Stored data entries:
***
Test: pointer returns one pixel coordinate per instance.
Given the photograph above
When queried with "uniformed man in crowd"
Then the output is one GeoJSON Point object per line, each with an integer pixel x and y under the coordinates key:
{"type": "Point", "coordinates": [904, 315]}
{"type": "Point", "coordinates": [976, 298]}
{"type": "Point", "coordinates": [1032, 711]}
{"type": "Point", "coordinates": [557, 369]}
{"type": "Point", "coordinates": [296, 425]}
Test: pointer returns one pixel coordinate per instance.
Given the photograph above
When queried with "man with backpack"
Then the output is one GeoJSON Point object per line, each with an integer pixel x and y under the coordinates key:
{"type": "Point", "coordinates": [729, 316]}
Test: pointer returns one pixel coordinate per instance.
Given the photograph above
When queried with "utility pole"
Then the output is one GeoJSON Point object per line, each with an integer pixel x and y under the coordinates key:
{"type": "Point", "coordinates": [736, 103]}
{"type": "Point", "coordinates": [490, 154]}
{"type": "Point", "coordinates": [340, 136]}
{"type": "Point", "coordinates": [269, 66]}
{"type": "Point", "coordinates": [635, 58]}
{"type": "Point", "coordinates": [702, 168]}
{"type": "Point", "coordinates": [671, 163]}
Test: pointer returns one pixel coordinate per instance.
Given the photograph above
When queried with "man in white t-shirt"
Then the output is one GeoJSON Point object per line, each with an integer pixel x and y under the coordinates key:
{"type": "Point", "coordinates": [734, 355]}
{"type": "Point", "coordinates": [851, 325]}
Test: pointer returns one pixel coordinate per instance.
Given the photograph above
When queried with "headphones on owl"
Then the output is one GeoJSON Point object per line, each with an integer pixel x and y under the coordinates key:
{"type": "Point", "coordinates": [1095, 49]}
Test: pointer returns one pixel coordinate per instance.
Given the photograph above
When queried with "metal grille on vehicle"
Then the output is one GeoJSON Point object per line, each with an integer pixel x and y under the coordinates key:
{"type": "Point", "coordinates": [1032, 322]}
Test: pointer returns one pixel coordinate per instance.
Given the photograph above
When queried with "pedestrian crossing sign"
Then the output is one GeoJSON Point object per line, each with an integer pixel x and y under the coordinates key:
***
#### GIVEN REQUEST:
Your task is to transcribe the material exactly.

#### OUTPUT OF THE TASK:
Test: pointer returns one pixel coordinate per instance.
Given the photograph above
When queried with "uniformed man in crowd"
Then the output is one GeoJSON Point object per line, each with an integer pixel x and y under the coordinates key:
{"type": "Point", "coordinates": [904, 315]}
{"type": "Point", "coordinates": [976, 298]}
{"type": "Point", "coordinates": [1032, 711]}
{"type": "Point", "coordinates": [557, 369]}
{"type": "Point", "coordinates": [296, 425]}
Test: pointer returns one pixel coordinate per instance.
Given the photograph above
When queried with "man with backpack"
Then the output is one GeoJSON Point object per line, each with an integer pixel x and y under the coordinates key:
{"type": "Point", "coordinates": [729, 316]}
Test: pointer returns one pixel coordinate per instance.
Given the photograph above
When queried with "utility pole"
Then the output is one GeoJSON Point object per line, each with an integer pixel x and y under the coordinates key:
{"type": "Point", "coordinates": [736, 103]}
{"type": "Point", "coordinates": [490, 154]}
{"type": "Point", "coordinates": [340, 136]}
{"type": "Point", "coordinates": [269, 66]}
{"type": "Point", "coordinates": [635, 58]}
{"type": "Point", "coordinates": [702, 168]}
{"type": "Point", "coordinates": [671, 163]}
Test: pointer returns one pixel coordinate per instance.
Given the photograph above
When queried with "man in white t-shirt"
Then the output is one GeoJSON Point object per line, each with an integer pixel x and y under the coordinates key:
{"type": "Point", "coordinates": [734, 355]}
{"type": "Point", "coordinates": [851, 325]}
Test: pointer returns one pixel coordinate per instance.
Given the photograph above
When queried with "headphones on owl"
Then the output is one GeoJSON Point object per line, each with an integer pixel x and y under the coordinates key:
{"type": "Point", "coordinates": [1095, 49]}
Test: pointer returns one pixel coordinate per instance.
Given the photograph above
When queried with "metal grille on vehicle"
Then the output is one GeoJSON Point object per line, each with an integer pixel x and y under the coordinates key:
{"type": "Point", "coordinates": [1032, 322]}
Test: pointer returns one pixel coordinate per instance.
Given the photograph above
When queried with "pedestrian crossing sign"
Then the output is one GeoJSON Point object per line, each with an integer pixel x and y under the coordinates key:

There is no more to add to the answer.